----- Supplied data

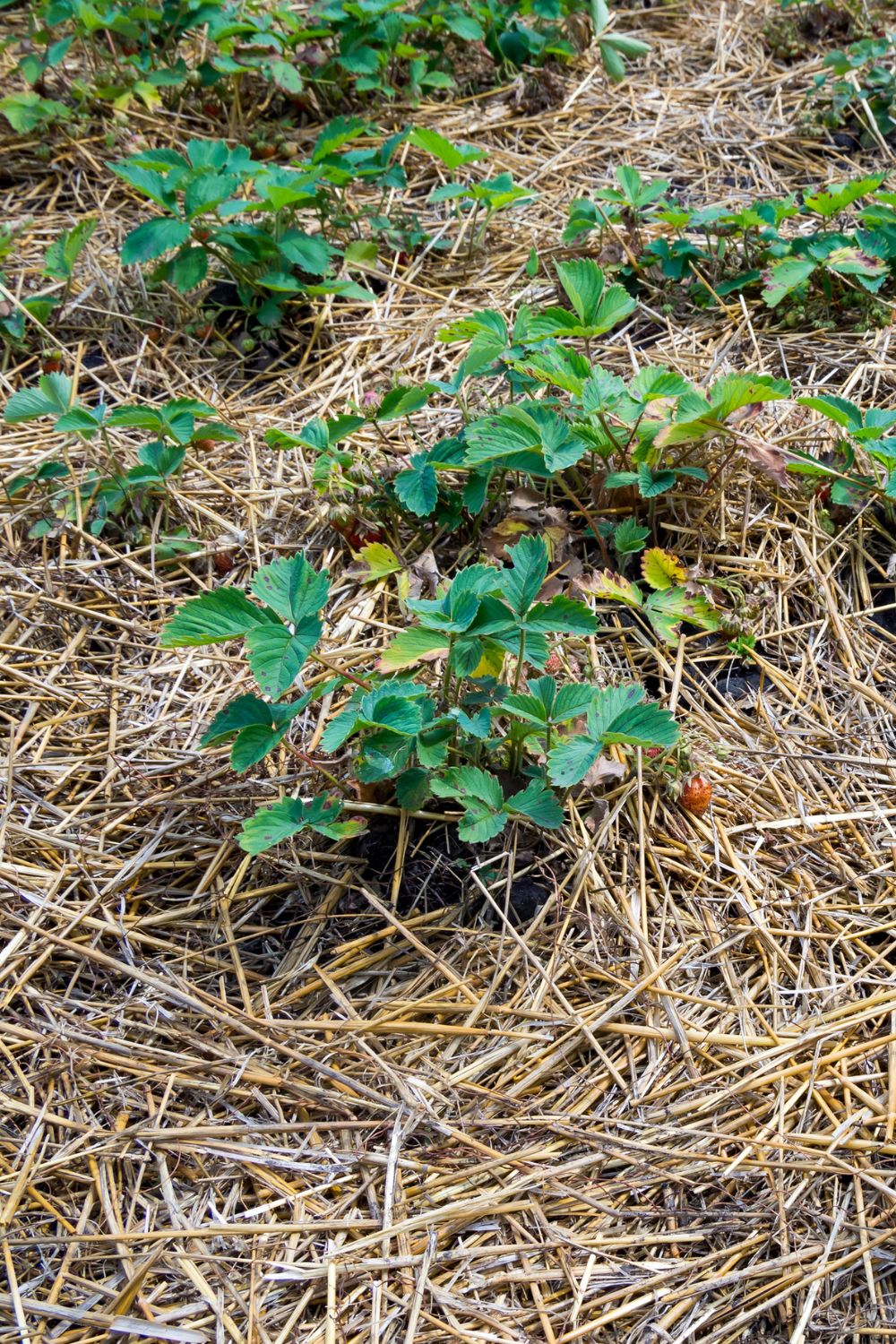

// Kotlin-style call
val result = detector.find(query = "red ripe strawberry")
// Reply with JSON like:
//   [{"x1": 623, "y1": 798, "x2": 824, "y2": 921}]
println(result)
[{"x1": 678, "y1": 773, "x2": 712, "y2": 817}]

----------

Do this -> Count the lines in the records above that contain the string "result", treating case as significant. Give only the number.

Solution -> 2